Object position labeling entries
_ _ _ _ _ _ _
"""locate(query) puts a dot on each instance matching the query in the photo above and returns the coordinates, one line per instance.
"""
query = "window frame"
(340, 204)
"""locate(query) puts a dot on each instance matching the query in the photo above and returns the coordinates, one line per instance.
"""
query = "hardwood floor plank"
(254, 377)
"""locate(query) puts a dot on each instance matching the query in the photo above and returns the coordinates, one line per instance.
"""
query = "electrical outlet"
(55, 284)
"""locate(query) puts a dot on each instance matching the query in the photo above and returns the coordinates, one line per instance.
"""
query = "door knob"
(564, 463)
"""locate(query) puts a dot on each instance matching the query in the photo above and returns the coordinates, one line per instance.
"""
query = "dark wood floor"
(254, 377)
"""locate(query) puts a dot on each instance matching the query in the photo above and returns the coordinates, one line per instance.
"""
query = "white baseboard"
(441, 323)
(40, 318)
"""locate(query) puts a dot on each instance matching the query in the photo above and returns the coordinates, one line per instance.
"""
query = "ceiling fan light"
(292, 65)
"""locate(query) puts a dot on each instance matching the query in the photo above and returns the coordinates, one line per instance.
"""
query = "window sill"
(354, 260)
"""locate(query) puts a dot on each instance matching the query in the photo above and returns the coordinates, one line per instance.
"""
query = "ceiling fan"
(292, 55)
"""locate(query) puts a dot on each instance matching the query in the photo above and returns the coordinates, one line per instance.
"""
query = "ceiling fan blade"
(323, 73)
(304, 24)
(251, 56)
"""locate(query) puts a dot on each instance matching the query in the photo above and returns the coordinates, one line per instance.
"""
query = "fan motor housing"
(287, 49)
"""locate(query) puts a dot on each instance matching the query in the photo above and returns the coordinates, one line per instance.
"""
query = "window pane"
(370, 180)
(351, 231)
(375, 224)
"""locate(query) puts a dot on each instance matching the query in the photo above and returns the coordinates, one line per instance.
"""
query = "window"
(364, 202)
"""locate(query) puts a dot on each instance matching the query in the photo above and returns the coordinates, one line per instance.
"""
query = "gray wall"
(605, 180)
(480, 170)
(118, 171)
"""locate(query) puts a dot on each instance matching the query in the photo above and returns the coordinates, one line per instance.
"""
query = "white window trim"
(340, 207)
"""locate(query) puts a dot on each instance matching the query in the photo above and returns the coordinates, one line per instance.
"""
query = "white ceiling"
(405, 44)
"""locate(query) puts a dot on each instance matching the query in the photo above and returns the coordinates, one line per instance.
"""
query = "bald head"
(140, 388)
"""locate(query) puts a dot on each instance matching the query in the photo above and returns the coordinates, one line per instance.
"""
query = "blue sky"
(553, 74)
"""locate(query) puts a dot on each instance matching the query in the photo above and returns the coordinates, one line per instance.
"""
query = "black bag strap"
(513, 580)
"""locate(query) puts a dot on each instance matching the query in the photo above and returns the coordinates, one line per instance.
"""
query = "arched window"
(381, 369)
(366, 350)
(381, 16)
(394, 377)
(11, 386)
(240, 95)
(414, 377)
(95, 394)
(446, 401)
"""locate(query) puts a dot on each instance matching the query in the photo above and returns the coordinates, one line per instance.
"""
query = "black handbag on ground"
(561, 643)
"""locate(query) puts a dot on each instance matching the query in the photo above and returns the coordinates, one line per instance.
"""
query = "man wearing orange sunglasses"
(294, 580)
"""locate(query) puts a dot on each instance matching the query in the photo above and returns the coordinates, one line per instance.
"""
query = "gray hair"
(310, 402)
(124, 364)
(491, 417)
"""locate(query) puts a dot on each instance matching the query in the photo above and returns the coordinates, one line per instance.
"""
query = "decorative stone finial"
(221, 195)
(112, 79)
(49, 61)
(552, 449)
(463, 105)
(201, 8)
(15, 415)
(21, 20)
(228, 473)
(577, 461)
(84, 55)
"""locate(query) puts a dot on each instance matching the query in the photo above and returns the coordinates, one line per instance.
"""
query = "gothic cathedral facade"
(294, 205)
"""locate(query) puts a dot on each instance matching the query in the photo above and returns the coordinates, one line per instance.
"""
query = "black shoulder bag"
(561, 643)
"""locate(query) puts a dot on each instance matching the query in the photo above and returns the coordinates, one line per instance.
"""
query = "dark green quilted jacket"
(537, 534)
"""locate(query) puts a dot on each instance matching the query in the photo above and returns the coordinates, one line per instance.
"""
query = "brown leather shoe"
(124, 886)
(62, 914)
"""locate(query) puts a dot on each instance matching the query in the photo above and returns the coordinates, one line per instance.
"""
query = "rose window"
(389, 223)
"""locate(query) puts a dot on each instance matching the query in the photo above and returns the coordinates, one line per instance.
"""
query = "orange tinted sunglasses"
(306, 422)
_ _ _ _ _ _ _
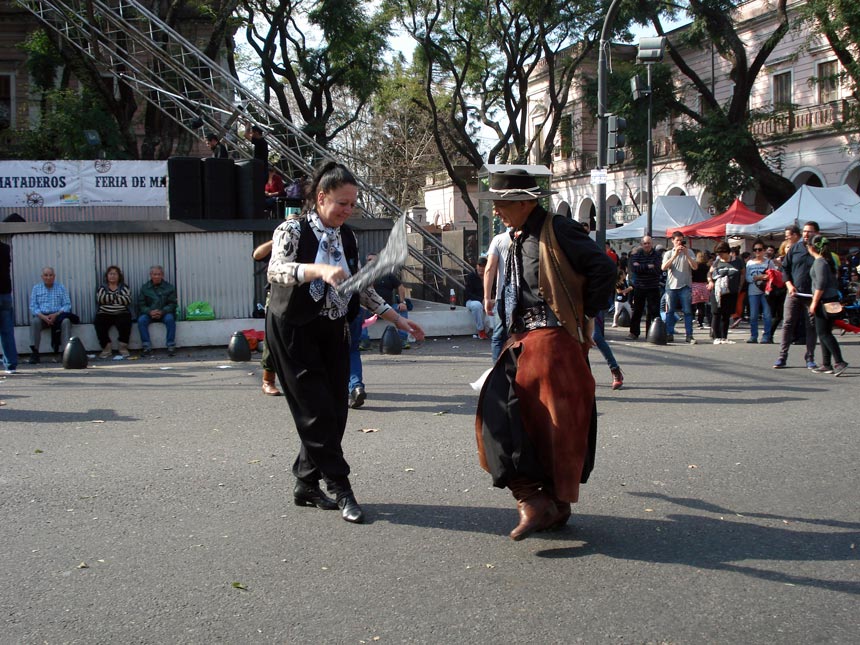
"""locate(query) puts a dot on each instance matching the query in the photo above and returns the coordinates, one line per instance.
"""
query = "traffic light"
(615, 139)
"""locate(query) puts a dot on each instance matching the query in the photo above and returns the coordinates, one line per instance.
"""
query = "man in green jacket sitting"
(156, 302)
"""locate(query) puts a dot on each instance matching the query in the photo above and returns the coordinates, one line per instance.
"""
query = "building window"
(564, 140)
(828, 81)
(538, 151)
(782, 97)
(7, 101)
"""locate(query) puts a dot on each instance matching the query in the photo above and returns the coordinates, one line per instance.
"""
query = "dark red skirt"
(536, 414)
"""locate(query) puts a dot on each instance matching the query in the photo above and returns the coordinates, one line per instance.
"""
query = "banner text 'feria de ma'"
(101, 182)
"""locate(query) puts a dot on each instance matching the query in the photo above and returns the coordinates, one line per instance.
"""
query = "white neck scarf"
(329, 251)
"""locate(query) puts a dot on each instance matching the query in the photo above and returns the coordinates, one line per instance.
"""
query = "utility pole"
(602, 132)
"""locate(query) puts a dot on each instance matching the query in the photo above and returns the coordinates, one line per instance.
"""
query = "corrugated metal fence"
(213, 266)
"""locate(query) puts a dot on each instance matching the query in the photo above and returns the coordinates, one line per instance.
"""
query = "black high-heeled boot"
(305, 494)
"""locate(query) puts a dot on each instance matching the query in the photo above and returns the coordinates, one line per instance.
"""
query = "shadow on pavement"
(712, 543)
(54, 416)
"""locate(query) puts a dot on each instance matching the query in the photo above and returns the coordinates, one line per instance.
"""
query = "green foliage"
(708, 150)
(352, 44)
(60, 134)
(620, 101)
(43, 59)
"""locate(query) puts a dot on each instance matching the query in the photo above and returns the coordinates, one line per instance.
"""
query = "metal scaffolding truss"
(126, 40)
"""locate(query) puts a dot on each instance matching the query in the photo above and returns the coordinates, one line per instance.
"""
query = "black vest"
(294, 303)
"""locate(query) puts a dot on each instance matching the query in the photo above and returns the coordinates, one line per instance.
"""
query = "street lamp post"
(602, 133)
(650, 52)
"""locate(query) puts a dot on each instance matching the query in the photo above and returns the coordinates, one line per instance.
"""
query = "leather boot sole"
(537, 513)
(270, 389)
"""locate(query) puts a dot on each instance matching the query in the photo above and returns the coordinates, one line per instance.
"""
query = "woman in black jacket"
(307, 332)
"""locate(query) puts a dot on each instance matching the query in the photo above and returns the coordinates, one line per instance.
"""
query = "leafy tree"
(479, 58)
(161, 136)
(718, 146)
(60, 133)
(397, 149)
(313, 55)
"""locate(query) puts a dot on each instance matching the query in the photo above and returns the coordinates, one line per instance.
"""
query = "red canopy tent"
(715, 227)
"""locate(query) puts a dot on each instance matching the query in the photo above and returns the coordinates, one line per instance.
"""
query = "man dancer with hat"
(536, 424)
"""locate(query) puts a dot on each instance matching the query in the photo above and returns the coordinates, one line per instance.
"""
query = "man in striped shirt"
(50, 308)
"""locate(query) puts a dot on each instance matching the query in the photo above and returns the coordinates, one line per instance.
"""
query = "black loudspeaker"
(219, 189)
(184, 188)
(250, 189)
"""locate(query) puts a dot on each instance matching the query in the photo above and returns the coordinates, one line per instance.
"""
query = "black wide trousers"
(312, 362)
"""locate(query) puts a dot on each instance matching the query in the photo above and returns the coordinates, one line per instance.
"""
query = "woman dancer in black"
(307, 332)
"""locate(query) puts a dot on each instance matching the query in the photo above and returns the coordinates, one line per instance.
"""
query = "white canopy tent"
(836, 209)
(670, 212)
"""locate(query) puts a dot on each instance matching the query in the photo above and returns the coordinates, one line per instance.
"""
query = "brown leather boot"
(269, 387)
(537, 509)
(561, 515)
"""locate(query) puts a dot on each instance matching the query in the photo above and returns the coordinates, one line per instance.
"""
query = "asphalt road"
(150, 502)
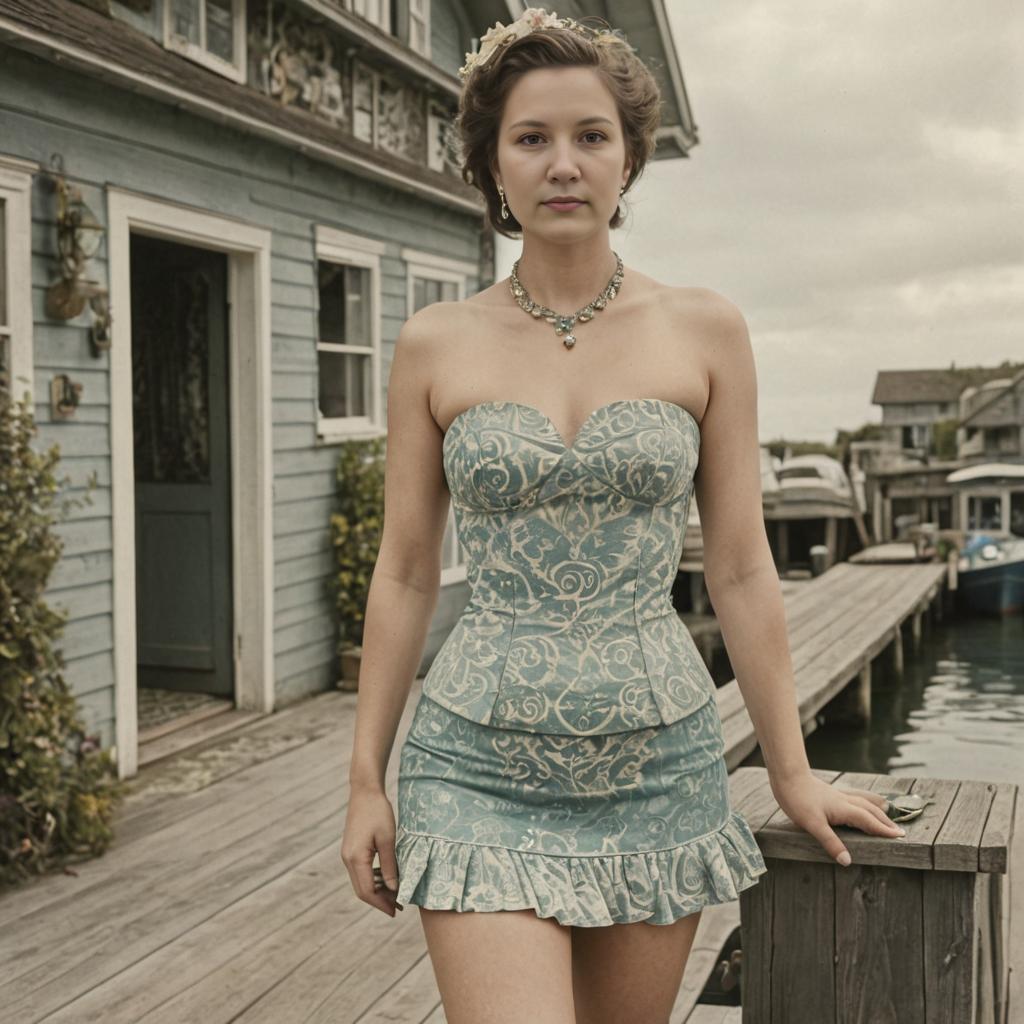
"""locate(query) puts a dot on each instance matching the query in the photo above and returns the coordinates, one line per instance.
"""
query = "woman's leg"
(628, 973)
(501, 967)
_ _ _ _ _ _ _
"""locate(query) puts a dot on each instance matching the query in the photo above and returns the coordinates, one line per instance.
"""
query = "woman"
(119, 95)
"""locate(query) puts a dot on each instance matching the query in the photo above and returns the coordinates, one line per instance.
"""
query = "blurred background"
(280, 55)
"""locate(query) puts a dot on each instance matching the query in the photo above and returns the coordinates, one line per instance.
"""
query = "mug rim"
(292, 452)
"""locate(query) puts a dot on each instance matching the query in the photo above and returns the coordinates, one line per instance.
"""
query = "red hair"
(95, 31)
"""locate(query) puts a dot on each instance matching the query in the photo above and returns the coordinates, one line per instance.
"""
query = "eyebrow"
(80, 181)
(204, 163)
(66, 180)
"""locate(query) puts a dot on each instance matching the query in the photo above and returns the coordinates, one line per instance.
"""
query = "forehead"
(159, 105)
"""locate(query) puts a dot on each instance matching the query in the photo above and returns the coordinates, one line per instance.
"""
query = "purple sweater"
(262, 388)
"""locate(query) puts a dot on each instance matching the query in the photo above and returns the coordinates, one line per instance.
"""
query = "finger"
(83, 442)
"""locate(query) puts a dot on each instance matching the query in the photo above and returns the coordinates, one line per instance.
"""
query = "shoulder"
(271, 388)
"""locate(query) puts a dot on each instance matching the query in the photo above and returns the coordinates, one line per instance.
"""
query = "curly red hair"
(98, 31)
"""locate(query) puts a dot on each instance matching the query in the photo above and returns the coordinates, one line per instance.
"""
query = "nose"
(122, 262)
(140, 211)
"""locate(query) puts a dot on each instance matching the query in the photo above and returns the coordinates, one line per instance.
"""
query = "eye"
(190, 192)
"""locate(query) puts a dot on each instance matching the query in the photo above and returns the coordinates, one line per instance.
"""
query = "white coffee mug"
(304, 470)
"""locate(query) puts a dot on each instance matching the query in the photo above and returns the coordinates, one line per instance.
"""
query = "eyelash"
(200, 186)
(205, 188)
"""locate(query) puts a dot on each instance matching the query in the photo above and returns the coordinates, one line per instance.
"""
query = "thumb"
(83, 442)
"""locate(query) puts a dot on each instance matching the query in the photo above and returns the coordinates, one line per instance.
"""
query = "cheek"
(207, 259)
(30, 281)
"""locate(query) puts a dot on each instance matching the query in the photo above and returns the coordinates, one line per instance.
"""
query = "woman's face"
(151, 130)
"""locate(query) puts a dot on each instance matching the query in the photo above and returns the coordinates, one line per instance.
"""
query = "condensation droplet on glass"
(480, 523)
_ _ _ _ _ _ _
Exercise brief
Report how many lines in the data above contain the string "dancer". Give only the number.

Exercise answer
2